──────── DATASET EXTRACT ────────
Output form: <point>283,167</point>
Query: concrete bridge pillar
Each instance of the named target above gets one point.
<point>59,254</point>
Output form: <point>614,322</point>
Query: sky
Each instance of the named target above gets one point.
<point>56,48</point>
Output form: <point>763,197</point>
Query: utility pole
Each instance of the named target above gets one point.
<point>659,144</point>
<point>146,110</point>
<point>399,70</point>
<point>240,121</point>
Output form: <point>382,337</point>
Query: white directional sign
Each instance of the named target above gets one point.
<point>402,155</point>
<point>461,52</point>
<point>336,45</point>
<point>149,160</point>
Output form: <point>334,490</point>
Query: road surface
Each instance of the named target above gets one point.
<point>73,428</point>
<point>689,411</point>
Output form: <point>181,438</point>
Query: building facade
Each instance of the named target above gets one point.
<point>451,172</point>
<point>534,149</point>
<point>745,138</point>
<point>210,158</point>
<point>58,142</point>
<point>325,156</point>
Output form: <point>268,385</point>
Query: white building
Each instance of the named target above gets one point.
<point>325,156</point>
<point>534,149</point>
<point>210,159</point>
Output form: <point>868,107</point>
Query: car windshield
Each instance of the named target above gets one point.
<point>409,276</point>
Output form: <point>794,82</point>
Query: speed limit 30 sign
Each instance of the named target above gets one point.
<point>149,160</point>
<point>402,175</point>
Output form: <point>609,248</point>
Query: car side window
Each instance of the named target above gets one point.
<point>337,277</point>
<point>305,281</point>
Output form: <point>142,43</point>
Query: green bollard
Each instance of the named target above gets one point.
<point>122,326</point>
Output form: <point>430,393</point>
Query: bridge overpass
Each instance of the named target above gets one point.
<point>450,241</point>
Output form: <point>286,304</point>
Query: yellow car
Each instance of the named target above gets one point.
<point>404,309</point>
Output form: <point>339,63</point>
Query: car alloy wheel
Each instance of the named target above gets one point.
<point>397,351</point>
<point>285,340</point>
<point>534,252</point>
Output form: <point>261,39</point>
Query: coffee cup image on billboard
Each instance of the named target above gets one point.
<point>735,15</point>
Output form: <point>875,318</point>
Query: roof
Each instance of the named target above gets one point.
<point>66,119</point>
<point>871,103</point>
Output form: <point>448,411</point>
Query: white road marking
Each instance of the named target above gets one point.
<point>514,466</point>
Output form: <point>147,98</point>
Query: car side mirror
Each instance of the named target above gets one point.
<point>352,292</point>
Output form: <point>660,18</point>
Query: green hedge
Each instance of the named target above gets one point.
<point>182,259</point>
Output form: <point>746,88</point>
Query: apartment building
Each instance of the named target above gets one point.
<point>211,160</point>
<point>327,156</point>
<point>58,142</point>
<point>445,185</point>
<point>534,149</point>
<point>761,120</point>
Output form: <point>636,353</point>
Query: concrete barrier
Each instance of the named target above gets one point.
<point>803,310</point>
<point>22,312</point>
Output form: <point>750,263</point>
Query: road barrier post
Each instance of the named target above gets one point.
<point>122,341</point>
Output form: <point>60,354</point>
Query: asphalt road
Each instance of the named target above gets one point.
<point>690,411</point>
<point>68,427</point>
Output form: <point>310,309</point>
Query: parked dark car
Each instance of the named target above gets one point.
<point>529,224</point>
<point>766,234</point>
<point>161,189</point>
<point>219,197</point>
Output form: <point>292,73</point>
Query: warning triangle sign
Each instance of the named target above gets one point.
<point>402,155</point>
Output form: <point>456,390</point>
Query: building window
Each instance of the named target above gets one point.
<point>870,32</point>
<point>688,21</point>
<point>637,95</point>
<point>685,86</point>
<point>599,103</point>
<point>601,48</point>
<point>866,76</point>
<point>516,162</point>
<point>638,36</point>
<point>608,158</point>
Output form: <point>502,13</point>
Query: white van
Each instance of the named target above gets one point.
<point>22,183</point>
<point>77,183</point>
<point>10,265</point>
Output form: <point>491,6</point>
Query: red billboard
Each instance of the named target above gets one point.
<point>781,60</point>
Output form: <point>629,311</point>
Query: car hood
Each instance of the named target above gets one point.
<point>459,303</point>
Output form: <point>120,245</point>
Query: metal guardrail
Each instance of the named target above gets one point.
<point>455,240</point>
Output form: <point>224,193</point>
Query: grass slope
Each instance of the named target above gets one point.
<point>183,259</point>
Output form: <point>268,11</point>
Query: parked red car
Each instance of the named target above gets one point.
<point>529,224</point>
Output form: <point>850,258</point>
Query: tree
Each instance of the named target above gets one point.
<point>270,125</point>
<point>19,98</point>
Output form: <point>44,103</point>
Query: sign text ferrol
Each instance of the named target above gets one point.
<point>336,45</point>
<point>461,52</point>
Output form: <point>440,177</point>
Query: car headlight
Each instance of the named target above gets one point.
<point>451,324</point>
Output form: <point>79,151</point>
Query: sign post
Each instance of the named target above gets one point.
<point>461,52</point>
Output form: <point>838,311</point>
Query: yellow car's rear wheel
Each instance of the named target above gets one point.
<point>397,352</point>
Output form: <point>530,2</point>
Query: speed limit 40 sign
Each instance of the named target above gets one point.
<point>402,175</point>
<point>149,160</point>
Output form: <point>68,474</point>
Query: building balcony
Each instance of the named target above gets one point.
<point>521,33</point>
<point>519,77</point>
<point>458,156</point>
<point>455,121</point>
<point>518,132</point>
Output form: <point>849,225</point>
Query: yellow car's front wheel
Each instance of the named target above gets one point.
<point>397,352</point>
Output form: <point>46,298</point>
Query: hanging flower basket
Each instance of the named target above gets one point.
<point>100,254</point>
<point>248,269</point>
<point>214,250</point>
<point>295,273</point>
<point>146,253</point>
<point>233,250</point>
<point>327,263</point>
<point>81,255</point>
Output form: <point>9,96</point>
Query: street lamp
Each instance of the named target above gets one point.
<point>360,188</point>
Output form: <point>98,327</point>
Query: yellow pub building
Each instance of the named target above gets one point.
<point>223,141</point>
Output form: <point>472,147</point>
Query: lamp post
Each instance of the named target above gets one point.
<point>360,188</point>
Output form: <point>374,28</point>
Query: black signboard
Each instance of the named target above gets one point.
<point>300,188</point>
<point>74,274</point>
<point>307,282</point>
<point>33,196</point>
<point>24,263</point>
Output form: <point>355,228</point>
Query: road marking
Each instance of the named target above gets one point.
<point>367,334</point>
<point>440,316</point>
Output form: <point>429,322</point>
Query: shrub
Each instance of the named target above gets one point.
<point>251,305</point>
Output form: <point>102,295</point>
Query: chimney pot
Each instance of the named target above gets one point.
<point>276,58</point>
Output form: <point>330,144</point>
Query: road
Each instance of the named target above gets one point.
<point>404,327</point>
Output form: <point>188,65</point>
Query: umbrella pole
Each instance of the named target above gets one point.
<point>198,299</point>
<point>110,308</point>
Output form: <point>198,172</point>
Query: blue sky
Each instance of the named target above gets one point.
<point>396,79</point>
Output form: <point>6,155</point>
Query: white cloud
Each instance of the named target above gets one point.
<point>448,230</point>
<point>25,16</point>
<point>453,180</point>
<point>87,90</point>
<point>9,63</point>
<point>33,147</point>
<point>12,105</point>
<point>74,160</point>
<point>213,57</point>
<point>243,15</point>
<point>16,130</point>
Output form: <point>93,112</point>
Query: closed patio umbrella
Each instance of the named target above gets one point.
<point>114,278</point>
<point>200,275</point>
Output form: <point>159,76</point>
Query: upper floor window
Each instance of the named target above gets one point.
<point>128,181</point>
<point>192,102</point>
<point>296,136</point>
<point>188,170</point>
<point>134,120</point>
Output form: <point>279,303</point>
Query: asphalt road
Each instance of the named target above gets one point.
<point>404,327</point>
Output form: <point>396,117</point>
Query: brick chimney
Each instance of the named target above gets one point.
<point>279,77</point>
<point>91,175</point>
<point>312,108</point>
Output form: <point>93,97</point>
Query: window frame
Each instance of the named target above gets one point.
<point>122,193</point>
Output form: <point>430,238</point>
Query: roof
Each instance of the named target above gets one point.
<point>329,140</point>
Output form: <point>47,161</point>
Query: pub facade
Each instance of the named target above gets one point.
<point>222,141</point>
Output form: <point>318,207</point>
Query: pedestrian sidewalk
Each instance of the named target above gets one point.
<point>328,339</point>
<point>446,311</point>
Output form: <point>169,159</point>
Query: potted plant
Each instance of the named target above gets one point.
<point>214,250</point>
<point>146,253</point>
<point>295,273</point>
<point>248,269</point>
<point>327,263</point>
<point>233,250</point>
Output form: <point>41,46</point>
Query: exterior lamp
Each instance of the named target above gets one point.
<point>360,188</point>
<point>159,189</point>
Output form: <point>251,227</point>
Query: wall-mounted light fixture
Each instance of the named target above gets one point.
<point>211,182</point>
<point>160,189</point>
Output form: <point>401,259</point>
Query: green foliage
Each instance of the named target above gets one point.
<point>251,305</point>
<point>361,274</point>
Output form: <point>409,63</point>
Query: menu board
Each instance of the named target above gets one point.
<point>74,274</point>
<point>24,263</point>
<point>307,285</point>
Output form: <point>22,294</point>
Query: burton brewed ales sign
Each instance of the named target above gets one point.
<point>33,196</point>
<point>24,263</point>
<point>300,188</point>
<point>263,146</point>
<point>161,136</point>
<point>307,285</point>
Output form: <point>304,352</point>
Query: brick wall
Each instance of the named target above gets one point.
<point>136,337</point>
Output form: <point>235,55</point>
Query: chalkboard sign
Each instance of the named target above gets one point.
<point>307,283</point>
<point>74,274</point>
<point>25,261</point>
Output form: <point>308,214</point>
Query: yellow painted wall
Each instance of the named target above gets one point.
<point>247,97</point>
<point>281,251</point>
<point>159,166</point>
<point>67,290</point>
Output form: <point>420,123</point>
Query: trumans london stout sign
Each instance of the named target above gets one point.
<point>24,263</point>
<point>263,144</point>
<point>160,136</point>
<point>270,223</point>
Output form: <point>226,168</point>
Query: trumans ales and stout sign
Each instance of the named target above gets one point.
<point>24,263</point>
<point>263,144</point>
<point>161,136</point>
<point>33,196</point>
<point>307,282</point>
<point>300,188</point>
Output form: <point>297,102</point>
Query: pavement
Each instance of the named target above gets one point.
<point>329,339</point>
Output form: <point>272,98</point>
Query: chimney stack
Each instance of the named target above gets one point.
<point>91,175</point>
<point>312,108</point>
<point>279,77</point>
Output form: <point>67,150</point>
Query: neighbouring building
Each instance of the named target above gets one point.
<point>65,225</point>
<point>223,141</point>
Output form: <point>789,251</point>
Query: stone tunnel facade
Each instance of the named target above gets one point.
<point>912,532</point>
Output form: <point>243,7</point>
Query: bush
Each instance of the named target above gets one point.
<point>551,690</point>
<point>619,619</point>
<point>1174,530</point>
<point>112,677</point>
────────
[ACTIVITY]: Look for the word "post" in the listing above and state how many lines have it; give the number and nothing else.

[RESPONSE BELOW]: 3